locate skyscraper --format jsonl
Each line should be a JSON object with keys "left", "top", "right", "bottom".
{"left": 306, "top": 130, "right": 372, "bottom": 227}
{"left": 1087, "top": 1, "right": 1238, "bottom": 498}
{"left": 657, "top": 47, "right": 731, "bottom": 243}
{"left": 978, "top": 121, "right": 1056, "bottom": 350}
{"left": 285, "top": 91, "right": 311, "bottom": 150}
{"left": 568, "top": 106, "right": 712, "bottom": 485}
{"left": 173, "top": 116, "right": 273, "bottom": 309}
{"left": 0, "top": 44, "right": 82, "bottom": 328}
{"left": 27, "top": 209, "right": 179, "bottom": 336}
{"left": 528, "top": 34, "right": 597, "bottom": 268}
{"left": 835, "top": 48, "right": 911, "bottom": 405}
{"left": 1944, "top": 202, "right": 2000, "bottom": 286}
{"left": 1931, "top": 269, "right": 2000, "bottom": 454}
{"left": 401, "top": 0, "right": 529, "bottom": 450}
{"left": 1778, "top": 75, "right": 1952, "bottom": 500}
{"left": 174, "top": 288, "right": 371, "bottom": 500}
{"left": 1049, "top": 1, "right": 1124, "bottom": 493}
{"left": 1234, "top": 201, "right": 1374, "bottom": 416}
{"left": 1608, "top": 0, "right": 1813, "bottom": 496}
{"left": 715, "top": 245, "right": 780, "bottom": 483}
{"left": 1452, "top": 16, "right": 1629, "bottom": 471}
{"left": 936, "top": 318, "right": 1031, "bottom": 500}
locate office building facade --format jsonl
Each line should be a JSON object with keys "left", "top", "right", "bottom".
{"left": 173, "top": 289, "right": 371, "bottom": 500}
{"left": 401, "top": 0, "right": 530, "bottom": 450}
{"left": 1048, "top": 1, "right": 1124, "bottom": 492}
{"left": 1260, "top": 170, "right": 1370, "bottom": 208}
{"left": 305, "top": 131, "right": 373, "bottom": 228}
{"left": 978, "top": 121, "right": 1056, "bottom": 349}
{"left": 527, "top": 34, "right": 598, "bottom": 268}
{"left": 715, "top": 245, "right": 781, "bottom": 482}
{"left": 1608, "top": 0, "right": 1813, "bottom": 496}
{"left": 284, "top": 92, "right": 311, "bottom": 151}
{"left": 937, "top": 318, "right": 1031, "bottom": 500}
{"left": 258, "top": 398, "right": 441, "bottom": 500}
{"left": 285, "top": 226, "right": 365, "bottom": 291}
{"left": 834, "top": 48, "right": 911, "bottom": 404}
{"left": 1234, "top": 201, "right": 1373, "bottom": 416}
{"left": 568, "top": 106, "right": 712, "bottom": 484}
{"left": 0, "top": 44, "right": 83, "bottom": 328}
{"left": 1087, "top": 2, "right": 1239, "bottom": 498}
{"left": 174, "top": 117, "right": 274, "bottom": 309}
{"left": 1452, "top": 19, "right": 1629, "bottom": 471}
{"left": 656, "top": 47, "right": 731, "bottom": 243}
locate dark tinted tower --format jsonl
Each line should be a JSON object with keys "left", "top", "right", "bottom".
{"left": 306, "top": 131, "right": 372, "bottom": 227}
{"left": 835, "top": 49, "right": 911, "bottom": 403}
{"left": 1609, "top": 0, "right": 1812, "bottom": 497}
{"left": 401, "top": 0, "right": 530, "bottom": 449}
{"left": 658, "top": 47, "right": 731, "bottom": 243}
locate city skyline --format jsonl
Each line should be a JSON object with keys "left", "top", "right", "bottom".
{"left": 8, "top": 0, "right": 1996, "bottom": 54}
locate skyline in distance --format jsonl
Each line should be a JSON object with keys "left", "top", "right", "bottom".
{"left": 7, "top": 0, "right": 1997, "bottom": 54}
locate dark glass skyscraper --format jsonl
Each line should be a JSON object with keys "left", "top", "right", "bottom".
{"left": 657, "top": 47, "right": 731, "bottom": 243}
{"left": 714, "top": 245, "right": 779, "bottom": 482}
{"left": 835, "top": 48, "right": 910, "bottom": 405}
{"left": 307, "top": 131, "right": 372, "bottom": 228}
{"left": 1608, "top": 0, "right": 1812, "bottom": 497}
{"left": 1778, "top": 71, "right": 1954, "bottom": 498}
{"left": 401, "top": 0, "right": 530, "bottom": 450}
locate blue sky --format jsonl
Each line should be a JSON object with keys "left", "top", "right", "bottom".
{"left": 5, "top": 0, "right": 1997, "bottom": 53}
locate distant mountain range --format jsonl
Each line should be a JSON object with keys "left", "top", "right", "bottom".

■ ■ ■ ■ ■

### INSTRUCTIONS TO FOLLOW
Beginning at the line that contains "locate dark glass skyscraper --format jsonl", reproduce every line down to the last line of the entries above, exactly and only those.

### RESPONSE BELOW
locate dark glass skyscraper --format jsonl
Each line should be a JSON object with keys "left", "top", "right", "bottom".
{"left": 657, "top": 47, "right": 731, "bottom": 243}
{"left": 714, "top": 245, "right": 779, "bottom": 482}
{"left": 835, "top": 48, "right": 910, "bottom": 405}
{"left": 307, "top": 131, "right": 372, "bottom": 228}
{"left": 1608, "top": 0, "right": 1812, "bottom": 497}
{"left": 1778, "top": 71, "right": 1954, "bottom": 498}
{"left": 401, "top": 0, "right": 530, "bottom": 450}
locate blue sky --format jsonl
Each line should be a JSON object with keys "left", "top", "right", "bottom".
{"left": 5, "top": 0, "right": 1997, "bottom": 53}
locate distant mountain range --format jsonl
Each line should be a JSON object with keys "left", "top", "right", "bottom".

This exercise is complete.